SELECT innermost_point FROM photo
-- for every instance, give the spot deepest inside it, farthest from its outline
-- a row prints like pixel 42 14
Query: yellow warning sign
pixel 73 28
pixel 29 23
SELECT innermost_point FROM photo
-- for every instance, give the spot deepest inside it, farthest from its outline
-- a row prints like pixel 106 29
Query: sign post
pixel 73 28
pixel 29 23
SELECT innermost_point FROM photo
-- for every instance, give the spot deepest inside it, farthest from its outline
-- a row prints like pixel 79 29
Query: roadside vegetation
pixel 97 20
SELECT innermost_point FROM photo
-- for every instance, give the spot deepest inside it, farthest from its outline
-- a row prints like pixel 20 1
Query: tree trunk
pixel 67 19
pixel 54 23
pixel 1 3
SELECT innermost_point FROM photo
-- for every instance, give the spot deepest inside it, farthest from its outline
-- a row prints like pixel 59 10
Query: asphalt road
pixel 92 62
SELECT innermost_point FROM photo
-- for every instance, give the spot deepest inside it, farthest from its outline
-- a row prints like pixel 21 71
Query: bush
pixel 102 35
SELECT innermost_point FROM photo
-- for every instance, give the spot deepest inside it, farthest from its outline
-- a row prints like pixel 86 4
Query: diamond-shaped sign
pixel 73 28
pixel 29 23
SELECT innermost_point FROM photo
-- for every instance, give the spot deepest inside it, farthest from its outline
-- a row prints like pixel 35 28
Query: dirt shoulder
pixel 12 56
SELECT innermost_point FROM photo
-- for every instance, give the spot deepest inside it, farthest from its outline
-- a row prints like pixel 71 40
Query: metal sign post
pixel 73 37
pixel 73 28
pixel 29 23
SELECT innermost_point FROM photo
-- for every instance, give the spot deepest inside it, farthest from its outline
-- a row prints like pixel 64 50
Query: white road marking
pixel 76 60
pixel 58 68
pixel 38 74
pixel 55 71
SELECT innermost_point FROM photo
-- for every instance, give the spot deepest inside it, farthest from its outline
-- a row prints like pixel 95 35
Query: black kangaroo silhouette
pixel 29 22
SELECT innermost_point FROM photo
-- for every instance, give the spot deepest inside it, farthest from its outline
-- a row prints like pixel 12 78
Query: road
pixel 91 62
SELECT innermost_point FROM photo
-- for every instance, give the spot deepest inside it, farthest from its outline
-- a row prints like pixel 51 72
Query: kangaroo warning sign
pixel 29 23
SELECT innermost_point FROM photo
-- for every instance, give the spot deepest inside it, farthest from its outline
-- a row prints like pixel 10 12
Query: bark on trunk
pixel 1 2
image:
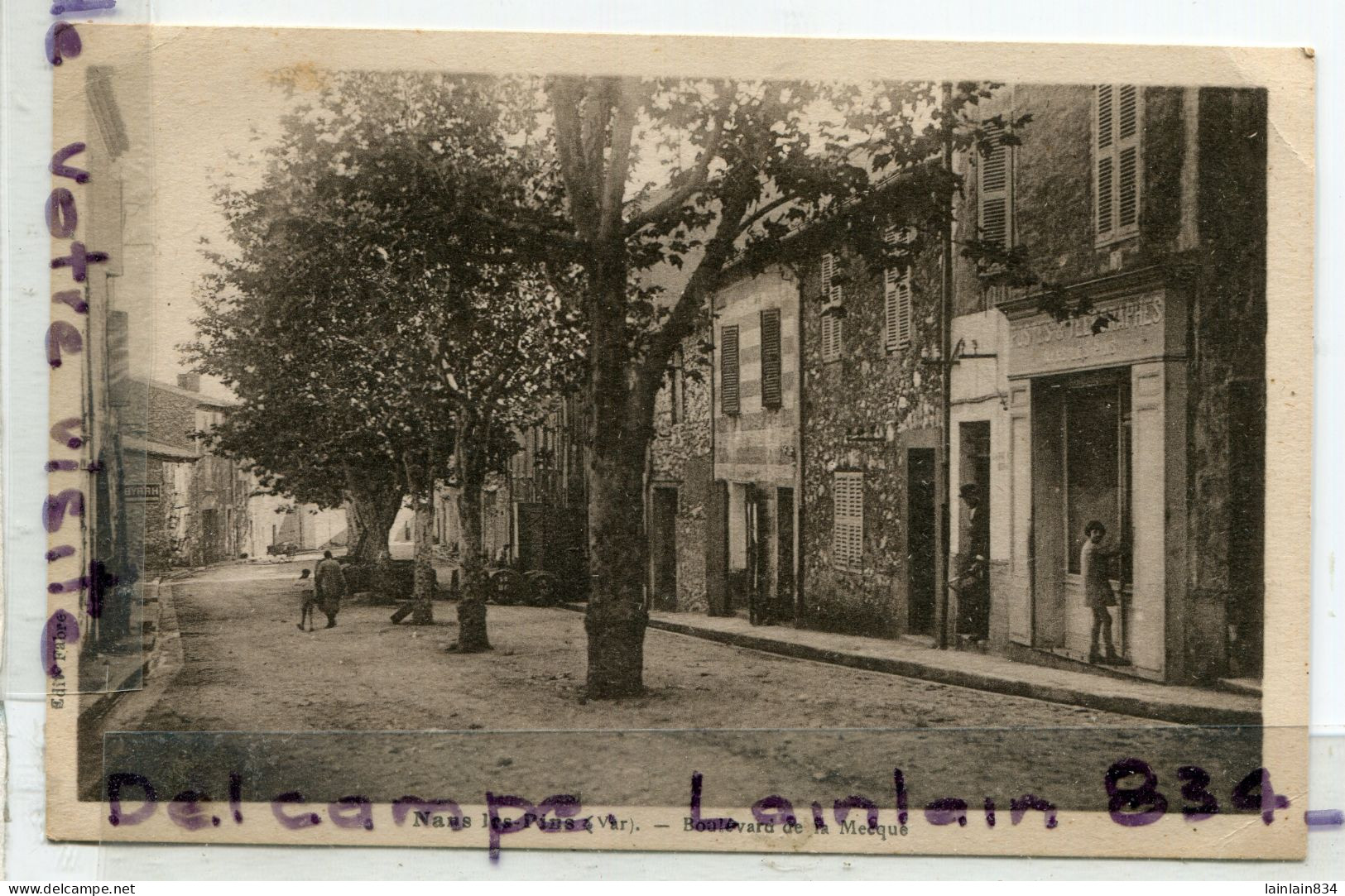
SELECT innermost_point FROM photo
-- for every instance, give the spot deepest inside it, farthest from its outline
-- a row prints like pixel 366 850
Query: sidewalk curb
pixel 1164 711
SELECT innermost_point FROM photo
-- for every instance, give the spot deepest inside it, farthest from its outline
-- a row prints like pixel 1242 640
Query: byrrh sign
pixel 1144 324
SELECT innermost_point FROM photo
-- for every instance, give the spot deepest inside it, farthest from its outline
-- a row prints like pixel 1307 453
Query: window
pixel 1117 161
pixel 830 309
pixel 896 290
pixel 848 521
pixel 994 189
pixel 677 386
pixel 771 388
pixel 729 369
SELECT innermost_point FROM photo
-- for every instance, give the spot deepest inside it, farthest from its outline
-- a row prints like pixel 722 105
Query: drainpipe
pixel 798 455
pixel 942 511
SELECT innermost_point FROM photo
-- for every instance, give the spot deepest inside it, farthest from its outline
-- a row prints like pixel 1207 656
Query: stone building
pixel 752 517
pixel 1129 384
pixel 197 501
pixel 680 482
pixel 871 434
pixel 281 521
pixel 537 515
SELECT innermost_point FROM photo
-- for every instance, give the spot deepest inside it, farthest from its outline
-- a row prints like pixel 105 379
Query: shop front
pixel 1098 435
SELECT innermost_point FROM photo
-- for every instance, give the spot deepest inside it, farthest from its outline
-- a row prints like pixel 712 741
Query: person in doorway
pixel 1095 569
pixel 974 576
pixel 331 587
pixel 307 597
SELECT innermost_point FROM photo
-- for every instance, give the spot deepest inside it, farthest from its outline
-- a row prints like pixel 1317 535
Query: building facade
pixel 681 482
pixel 872 440
pixel 752 521
pixel 1129 385
pixel 191 505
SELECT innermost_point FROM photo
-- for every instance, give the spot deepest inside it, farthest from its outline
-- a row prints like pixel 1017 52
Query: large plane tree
pixel 701 175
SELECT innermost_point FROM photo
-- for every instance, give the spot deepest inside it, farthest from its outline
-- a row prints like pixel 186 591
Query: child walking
pixel 307 597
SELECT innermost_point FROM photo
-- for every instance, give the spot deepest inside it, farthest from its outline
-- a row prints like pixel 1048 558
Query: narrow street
pixel 430 719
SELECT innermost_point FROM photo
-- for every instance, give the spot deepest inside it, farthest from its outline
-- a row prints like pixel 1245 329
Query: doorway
pixel 973 529
pixel 920 539
pixel 759 541
pixel 785 603
pixel 663 547
pixel 1246 528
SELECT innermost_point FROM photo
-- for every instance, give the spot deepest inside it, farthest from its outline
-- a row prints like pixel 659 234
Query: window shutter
pixel 848 521
pixel 771 392
pixel 830 337
pixel 993 193
pixel 1103 155
pixel 892 303
pixel 830 322
pixel 729 369
pixel 832 292
pixel 1127 156
pixel 896 290
pixel 1117 159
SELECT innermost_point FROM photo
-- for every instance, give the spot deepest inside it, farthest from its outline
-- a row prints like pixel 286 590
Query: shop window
pixel 848 521
pixel 1097 427
pixel 1117 161
pixel 771 388
pixel 896 290
pixel 729 401
pixel 832 315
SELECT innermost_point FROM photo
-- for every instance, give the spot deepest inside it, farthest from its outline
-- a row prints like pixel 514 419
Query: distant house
pixel 193 505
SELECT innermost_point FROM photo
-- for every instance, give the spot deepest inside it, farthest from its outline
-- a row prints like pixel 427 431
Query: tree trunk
pixel 471 606
pixel 374 502
pixel 423 541
pixel 623 427
pixel 617 618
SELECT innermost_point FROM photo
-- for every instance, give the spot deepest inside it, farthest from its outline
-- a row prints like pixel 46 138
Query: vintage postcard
pixel 577 442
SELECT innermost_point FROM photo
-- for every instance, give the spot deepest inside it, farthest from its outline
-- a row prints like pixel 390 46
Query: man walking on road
pixel 331 587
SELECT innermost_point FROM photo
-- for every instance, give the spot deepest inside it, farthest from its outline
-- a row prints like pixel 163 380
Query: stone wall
pixel 681 457
pixel 864 412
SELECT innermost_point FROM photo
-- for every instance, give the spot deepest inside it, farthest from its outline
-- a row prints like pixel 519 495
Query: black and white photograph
pixel 819 453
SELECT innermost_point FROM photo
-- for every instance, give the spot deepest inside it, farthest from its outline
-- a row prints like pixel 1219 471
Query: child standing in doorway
pixel 1095 567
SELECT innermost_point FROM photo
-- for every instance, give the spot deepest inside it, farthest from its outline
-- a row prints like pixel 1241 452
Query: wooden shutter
pixel 1127 156
pixel 830 322
pixel 993 190
pixel 848 521
pixel 896 290
pixel 729 369
pixel 830 292
pixel 1117 161
pixel 771 391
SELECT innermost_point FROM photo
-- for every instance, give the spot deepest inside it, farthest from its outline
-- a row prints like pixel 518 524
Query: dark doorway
pixel 972 563
pixel 717 549
pixel 209 537
pixel 663 547
pixel 920 539
pixel 785 607
pixel 760 593
pixel 1246 528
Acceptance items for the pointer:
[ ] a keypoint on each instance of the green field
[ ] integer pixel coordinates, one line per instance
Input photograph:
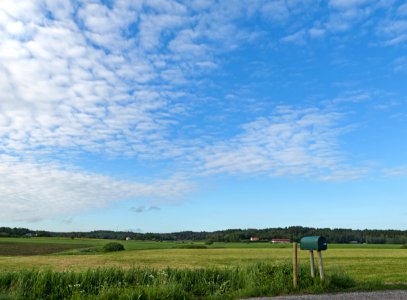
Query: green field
(371, 266)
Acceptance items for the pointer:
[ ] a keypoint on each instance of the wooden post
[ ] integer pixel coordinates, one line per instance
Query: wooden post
(311, 257)
(295, 265)
(321, 266)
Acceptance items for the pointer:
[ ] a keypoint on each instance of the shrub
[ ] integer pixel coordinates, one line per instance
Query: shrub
(111, 247)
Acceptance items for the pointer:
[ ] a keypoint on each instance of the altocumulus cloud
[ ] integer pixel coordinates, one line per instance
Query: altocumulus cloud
(32, 191)
(115, 80)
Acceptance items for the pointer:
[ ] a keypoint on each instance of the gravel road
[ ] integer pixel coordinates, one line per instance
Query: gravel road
(382, 295)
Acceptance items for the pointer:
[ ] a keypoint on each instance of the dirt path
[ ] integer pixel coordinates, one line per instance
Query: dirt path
(382, 295)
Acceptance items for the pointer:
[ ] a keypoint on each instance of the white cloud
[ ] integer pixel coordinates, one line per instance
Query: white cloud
(276, 11)
(290, 142)
(33, 191)
(295, 38)
(316, 32)
(346, 4)
(400, 64)
(399, 171)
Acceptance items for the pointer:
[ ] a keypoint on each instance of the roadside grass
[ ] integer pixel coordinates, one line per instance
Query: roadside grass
(19, 249)
(146, 283)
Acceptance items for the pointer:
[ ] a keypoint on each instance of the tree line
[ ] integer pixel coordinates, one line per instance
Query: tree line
(294, 233)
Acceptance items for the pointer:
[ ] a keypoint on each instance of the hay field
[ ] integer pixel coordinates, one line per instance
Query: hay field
(386, 263)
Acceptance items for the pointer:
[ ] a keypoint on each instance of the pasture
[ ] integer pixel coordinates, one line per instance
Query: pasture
(367, 266)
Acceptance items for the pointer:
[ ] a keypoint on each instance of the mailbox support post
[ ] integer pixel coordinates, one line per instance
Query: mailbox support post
(321, 266)
(311, 257)
(295, 264)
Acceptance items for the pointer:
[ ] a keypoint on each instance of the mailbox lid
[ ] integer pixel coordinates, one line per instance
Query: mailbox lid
(317, 243)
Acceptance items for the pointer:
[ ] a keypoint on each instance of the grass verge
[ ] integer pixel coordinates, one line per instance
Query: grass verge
(144, 283)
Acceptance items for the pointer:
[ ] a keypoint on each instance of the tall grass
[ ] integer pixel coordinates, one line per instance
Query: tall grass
(137, 283)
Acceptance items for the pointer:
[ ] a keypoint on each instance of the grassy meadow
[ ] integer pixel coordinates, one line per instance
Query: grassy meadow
(227, 270)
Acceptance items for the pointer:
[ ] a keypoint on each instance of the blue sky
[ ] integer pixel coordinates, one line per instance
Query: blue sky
(160, 116)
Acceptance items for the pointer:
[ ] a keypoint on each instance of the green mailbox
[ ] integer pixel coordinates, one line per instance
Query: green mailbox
(311, 243)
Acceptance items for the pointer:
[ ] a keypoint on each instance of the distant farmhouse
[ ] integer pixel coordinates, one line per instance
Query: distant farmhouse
(281, 241)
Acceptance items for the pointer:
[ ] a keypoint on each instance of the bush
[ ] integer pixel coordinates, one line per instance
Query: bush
(111, 247)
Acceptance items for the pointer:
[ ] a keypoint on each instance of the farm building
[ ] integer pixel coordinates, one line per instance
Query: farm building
(280, 241)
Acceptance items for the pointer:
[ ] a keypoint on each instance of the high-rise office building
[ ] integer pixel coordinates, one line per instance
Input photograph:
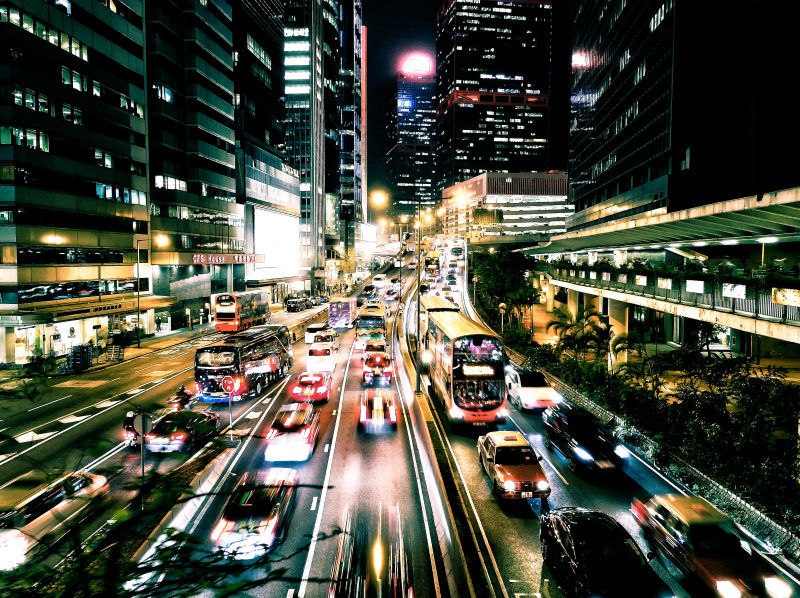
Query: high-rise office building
(268, 188)
(73, 176)
(198, 228)
(305, 126)
(351, 97)
(494, 64)
(410, 131)
(674, 105)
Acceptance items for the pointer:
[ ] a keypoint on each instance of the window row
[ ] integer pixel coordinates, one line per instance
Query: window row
(13, 15)
(24, 138)
(120, 194)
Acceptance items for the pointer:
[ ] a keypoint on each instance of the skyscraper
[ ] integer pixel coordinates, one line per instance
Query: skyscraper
(410, 130)
(193, 208)
(674, 105)
(493, 88)
(305, 125)
(73, 176)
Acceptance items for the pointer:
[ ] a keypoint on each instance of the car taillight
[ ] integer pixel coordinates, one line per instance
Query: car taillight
(223, 527)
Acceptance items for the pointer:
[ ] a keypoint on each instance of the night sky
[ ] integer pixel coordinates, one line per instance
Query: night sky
(394, 27)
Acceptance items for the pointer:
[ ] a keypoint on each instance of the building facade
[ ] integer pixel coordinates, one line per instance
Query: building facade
(494, 66)
(74, 192)
(651, 129)
(198, 228)
(496, 204)
(410, 132)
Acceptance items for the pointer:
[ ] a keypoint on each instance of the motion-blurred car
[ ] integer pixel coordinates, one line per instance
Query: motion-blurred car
(311, 387)
(377, 369)
(590, 554)
(378, 412)
(586, 443)
(328, 336)
(707, 547)
(293, 433)
(33, 511)
(313, 330)
(372, 559)
(321, 358)
(530, 390)
(257, 515)
(181, 431)
(512, 466)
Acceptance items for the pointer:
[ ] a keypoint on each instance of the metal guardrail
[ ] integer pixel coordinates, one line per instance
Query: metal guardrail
(756, 523)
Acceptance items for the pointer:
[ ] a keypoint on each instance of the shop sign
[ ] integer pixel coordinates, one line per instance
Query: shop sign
(696, 286)
(226, 258)
(734, 291)
(790, 297)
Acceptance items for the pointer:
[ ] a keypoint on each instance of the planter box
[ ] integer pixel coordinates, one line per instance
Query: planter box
(700, 287)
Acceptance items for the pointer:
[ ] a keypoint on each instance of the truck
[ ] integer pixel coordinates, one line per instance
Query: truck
(342, 312)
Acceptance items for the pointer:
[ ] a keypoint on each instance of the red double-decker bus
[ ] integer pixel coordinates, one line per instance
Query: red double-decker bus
(238, 311)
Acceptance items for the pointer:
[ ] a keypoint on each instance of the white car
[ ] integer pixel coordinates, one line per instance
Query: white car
(530, 390)
(321, 358)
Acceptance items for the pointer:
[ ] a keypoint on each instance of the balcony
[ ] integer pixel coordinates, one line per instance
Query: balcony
(759, 294)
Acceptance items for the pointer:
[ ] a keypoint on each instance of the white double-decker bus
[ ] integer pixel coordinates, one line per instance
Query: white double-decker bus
(467, 366)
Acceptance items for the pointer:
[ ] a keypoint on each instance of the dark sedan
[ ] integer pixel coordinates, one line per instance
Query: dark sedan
(589, 554)
(586, 443)
(181, 430)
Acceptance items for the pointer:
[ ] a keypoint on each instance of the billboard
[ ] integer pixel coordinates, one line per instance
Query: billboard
(276, 236)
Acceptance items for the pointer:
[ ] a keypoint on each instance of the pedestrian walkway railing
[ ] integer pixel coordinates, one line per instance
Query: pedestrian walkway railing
(745, 296)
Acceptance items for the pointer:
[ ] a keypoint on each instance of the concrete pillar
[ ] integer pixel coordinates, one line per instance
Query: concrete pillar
(618, 318)
(8, 345)
(549, 295)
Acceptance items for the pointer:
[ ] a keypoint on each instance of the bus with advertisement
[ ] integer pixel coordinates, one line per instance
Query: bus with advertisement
(253, 358)
(467, 368)
(235, 312)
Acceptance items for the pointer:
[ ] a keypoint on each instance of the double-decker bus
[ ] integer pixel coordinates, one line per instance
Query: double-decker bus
(253, 358)
(467, 369)
(239, 311)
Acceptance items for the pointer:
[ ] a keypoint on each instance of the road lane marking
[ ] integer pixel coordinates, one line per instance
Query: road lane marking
(50, 403)
(313, 545)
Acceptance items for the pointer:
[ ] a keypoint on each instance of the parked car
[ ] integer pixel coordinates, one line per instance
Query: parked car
(586, 443)
(589, 554)
(512, 466)
(530, 390)
(33, 510)
(181, 431)
(257, 514)
(707, 547)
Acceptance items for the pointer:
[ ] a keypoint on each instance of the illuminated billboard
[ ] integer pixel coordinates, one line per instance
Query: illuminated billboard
(276, 236)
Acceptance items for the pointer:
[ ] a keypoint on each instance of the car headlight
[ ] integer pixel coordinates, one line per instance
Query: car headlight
(777, 588)
(622, 452)
(727, 589)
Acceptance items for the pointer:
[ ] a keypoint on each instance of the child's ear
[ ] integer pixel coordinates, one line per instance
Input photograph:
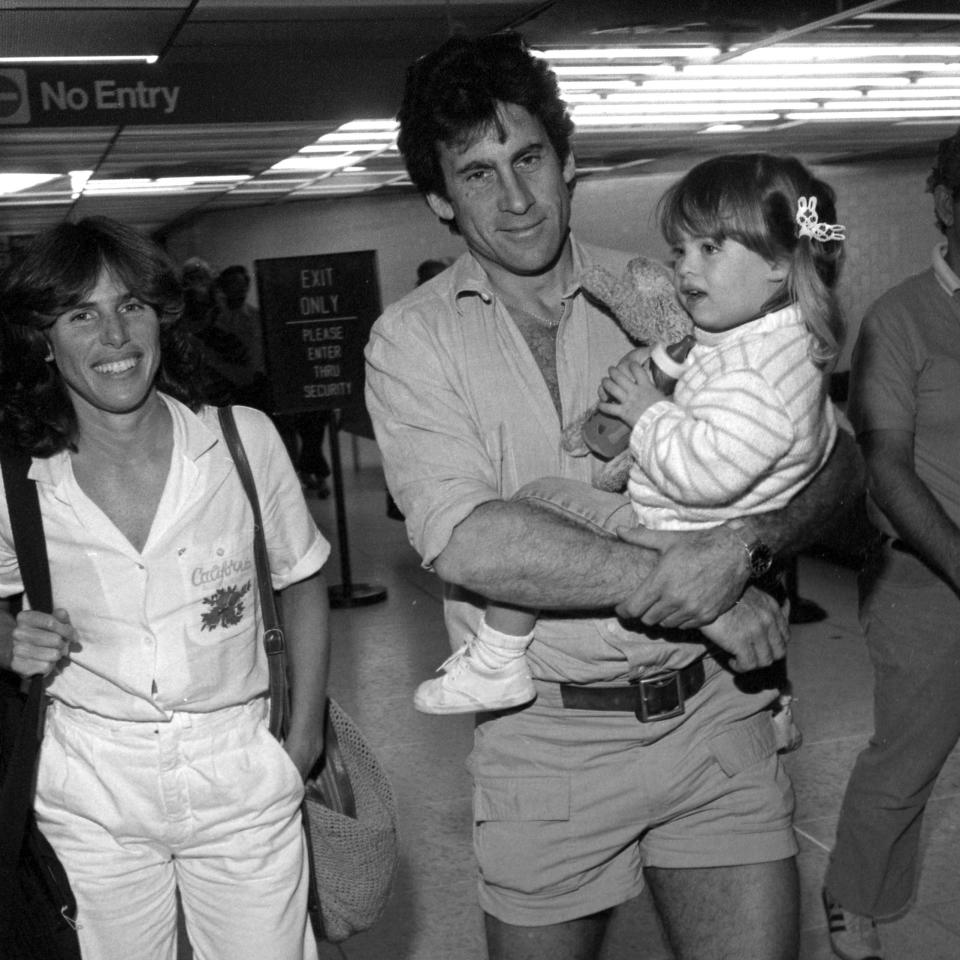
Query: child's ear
(778, 271)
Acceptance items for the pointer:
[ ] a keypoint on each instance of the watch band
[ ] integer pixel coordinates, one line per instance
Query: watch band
(759, 555)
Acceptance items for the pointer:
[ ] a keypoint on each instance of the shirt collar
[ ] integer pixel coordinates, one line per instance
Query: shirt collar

**Short problem:** Return each line of the items above that contains the string "altocumulus", matching its case exactly.

**Complete output:**
[ ] a keypoint on each instance of the altocumulus cloud
Query: altocumulus cloud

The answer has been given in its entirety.